■ Problem requirements ■
Copy the listing verbatim, excluding any images found in it.

■ Rows ■
=======
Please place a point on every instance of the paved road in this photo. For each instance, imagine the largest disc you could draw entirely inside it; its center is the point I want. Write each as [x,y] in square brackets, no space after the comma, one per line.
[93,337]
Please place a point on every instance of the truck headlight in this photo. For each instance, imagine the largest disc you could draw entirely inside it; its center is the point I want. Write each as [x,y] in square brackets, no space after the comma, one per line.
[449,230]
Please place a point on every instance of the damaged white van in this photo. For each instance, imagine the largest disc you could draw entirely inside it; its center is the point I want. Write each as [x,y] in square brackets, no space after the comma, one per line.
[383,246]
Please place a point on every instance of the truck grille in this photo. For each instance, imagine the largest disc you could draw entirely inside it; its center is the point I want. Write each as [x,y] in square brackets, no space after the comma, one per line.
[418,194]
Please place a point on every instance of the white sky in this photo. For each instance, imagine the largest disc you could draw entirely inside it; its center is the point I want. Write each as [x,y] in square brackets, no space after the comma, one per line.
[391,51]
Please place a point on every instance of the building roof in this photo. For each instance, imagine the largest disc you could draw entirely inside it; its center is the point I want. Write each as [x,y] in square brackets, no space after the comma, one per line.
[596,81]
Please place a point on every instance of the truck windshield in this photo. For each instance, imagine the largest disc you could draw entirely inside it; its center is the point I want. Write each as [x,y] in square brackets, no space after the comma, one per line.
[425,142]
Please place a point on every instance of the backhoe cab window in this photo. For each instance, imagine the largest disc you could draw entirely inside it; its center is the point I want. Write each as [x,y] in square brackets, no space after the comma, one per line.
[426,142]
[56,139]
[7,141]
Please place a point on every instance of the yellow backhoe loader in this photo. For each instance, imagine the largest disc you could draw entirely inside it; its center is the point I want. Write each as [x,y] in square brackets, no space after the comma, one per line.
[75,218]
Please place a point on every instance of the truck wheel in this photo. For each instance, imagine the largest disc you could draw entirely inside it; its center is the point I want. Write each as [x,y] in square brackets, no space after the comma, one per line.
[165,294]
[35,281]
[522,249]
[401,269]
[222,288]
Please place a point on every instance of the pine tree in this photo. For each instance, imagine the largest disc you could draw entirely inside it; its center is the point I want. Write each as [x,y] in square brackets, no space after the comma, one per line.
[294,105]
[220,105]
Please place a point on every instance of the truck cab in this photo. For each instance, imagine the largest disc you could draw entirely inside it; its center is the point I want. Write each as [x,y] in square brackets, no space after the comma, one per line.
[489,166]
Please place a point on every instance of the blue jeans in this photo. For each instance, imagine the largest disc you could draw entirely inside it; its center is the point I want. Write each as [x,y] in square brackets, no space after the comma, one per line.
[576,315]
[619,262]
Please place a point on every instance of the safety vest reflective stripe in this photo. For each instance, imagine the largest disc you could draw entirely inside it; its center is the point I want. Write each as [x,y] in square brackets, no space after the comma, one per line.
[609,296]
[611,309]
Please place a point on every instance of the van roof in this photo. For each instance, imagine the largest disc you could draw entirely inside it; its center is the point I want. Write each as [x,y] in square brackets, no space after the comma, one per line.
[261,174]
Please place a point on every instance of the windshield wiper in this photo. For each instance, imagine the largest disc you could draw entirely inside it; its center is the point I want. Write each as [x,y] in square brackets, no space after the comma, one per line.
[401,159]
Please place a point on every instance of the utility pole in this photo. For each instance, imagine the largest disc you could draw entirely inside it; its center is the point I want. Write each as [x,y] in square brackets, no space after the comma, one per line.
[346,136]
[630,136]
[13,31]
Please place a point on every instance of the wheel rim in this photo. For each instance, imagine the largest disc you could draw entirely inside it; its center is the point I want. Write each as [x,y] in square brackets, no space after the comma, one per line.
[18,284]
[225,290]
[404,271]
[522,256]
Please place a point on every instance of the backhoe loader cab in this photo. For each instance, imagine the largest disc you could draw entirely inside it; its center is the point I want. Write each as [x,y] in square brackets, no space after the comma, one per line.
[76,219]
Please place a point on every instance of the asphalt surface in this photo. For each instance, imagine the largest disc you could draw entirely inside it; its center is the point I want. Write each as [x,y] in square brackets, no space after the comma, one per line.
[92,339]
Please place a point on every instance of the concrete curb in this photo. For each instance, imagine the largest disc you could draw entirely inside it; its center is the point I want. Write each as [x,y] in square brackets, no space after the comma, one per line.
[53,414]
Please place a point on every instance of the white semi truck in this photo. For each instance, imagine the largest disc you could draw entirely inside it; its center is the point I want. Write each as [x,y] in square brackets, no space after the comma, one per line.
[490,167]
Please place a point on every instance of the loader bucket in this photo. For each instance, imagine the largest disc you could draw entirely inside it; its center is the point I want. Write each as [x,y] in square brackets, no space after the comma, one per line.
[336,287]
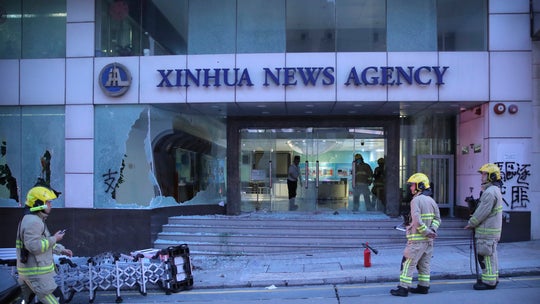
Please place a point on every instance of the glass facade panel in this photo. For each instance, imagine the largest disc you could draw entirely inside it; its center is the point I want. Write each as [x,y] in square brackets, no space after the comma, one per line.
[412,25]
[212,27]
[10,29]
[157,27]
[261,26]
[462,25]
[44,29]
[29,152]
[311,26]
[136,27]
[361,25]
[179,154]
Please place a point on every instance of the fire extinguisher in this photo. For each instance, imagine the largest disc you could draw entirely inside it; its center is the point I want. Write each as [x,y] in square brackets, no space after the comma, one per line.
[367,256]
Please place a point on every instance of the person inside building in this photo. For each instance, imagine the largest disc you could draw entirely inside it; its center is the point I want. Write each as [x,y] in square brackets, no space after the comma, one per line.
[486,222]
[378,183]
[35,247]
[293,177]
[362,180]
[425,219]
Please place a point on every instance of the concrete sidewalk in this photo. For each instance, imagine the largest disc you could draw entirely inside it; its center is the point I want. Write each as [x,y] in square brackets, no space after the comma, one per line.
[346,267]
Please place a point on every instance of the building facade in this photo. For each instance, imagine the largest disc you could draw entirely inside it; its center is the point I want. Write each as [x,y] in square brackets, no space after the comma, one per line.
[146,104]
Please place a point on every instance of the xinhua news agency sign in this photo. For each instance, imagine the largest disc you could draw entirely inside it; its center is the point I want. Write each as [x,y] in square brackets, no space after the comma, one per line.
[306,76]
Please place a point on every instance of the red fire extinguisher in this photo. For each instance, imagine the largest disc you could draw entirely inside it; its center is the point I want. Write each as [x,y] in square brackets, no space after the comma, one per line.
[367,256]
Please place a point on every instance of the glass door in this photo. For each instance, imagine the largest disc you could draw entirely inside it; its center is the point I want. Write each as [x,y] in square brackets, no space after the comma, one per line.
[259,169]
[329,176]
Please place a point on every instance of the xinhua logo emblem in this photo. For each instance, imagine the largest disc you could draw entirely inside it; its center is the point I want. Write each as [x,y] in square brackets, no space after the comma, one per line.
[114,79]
=======
■ Solution to the exercise ■
Please place a point on every instance of the paved road in this photo. For each instance, imagine the largest disc you could draw entirely inside it; its center is the point I want. Write each as [x,y] in square brackets, no space after the comma, one per line.
[93,337]
Please place a point on every instance of the truck headlight in this photo. For each instance, imagine the largest disc you could draw entirely inside it; its center is the point I want. Write each as [x,y] in square brackets, no space after the comma, one per line.
[449,230]
Please place a point on every instance of the damaged white van in this photo. For each instance, imagine the largest disc you could draw entirely inside it; its center is the point I want. Write each as [x,y] in square brackets, no space after the comma, one per line.
[383,246]
Please place a point on every instance of the truck grille in this photo. For each instance, imagine the largest disc you could draw entirely inside it; its center is the point I want. Write each as [x,y] in square brackets, no space after the comma, one per line.
[418,194]
Please place a point on every instance of the white sky in this photo. For each instance, imagine the largest disc you could draw entirely inside it; its center is the point I want. Write each as [x,y] in square brackets, no space after the comma, one per line.
[391,51]
Please place a point on every instance of the building roof in this photo. For each instance, imagine the largest disc you could draw entirely inside it; its center is the point I want. Write each as [x,y] in square brackets, no space after the comma, one per line.
[596,81]
Please place a point on every instance of the truck windshield in this photo. For each instance, imagine the largest disc you could draw entirely inside it; its center is the point I want. Write each as [x,y] in square brackets, no space after the comma, one per line.
[425,142]
Please place a point on every instance of the backhoe cab window in this photo. For each instance, imagine the largest disc you could draw entirely inside it; its center is the point I want. Write each as [x,y] in square brackets, no space after the comma, one per line.
[426,142]
[56,139]
[7,141]
Please place a point on every instance of the yellow backhoe loader in this photo. For each instance, imagine the largest disc you could draw entirely inside it; its center is the point I want. Write each as [x,y] in square brackets, no space after the comma, one per line.
[75,218]
Please place a point on every instance of the truck wheel in this photo. For each instance, imagine the largest disc you could draw entirely inside it; its center is the point I want. Write each as [x,y] in square brackets, no space after the comma, one per line.
[165,294]
[35,281]
[522,249]
[401,269]
[222,288]
Please place a point on every instance of the pine tree in this photo. For each instance, imagine the largest disc you could draw entirely inside it; its center is the point I want. Write each as [x,y] in square brackets, no space after the comma, one per line.
[294,105]
[220,105]
Please place a point on every instance of the truck cab in this photo. For each instance, imagine the largest disc you could draw entirely inside it; its center is the point I want. Write each as [x,y] in square brackets, no space after the comma, one per line.
[489,166]
Please place a point on every instance of the blue jeans in this photo. For each instance, imagine the largest disc you could draw entirely inside it; its center is the point I want. Write each as [x,y] in square brackets, no space after the comma, one per line.
[576,315]
[619,262]
Please place a point on every instance of the safety vest reflective stripe in this photo. For each instance, imagine the largest disc you could draw entirely inside it; its center is the point I want. Write each as [x,y] in square brackets, no space after the comma, one per line.
[609,296]
[611,309]
Please place a point on every instance of the van roof in this photo. For each instance, imagine the largest disc you could draw entirely inside it; its center is the point I want. Write each as [x,y] in square brackets, no space after the comma, one per line.
[261,174]
Please place a point on every instance of the windshield wiper in this photo. For each instance, imagine the largest disc you could draw entirely inside it; its center is the point I want. Write each as [x,y] in square brackets, no space after the comma, one per line.
[401,159]
Please place a point on every instance of the utility pole in this photo. For each instance, imagine the largest disc you could draw entirely inside it; its center is the point I want. Write each as [x,y] in square brackets, no space after the comma, one per line.
[346,136]
[630,136]
[13,31]
Please place a point on every instance of the wheel rim in this photo. For each instance, imagine the largest disc you could draw entirely inside it; its center is the point I want. Write each as [x,y] in square brackets, no space after the comma, one per line.
[18,284]
[225,290]
[404,271]
[522,256]
Please place a point on every instance of the backhoe loader cab in this photo. For each instance, imagine the largest disc you could draw entirely inside it; its center is the point I want. Write each as [x,y] in square brackets, no space after the comma, one per line.
[76,219]
Please place a point on every instance of the asphalt surface in this photo. For each instance, imagine the largest disc you could draw entirely inside it; its center is the point I want. Write each as [x,y] in square brackets, no space after the comma, one per line.
[92,339]
Please place a point on every instance of the concrete curb in this photo. For each instance, imagine the largest disc you could draw entirely inside it; its center is the point I want. Write each as [x,y] in square brackets, no space after the comma, one per line.
[53,414]
Please place a point on every instance of the white semi truck in this photo. For each instance, imagine the largest disc you could draw entirely inside it; its center is the point I want. Write each as [x,y] in square brackets, no space after the comma, one per line.
[490,167]
Please place a point on every instance of the loader bucket in this photo. For each instance, imagine the largest disc you could draw entirely inside it; its center is the point I want. Write each as [x,y] in square brackets, no space after the comma, one per line.
[336,287]
Please place a point on every instance of the glass facade panel in this photo. For each instance, imagine the largest disc you could draw entirely inside it; its center is the point I want. Write each as [x,y] in square brackets, no space after the comma, one per line.
[412,25]
[212,27]
[10,29]
[157,27]
[261,26]
[462,25]
[44,29]
[29,152]
[311,26]
[136,27]
[361,25]
[179,154]
Please place a point on every instance of the fire extinguisher in this photo. For each instance, imagine the largest disc you could draw entirely inside it; its center is the point I want. Write each as [x,y] in square brackets, no space after the comma, one per line.
[367,256]
Please place a point on every instance of the person inside building in this photo. For each instance, imagine the largest disc you could draw entirely inside it; its center is the point I want. Write each as [x,y] in square brackets, no space after the comma, one per line.
[486,222]
[378,183]
[35,247]
[293,177]
[362,180]
[425,219]
Please place a point on every instance of the concrete sidewalk in this photo. For each instance, imagine the largest disc you could draw entirely inside it; its center is the point I want. Write each as [x,y] in square brackets, no space after the comma, one per line.
[346,267]
Please place a point on every instance of the building facade in this photo. For each instance, imagine the largest disc you could draw entirely inside it; its center is the point I want. Write each as [x,y] in square brackets, no space after the comma, one per line.
[146,104]
Please place a point on every instance of the xinhua news agency sign in this photo. For each instance, imagine the largest disc you could draw entirely inside it; its center is the point I want. Write each as [x,y] in square brackets, no space after the comma, one per line.
[306,76]
Please place a point on every instance of the red fire extinguisher in this photo. For each instance, imagine the largest disc you could draw entirely inside it; its center is the point I want. Write each as [x,y] in square brackets, no space after the comma, one per line.
[367,256]
Please place a point on every instance of the glass door in this photo. For each instance, imagine the largest disc you could draw entirely inside it; its center is the point I want. Write each as [x,y] in square brackets, no space after the comma, one per line.
[259,169]
[329,176]
Please place a point on every instance of the xinhua logo emblem in this photo. For each instance, imagine the largest disc you could draw entirely inside it; its center is the point I want. Write each as [x,y] in square brackets, no space after the comma, one per line.
[114,79]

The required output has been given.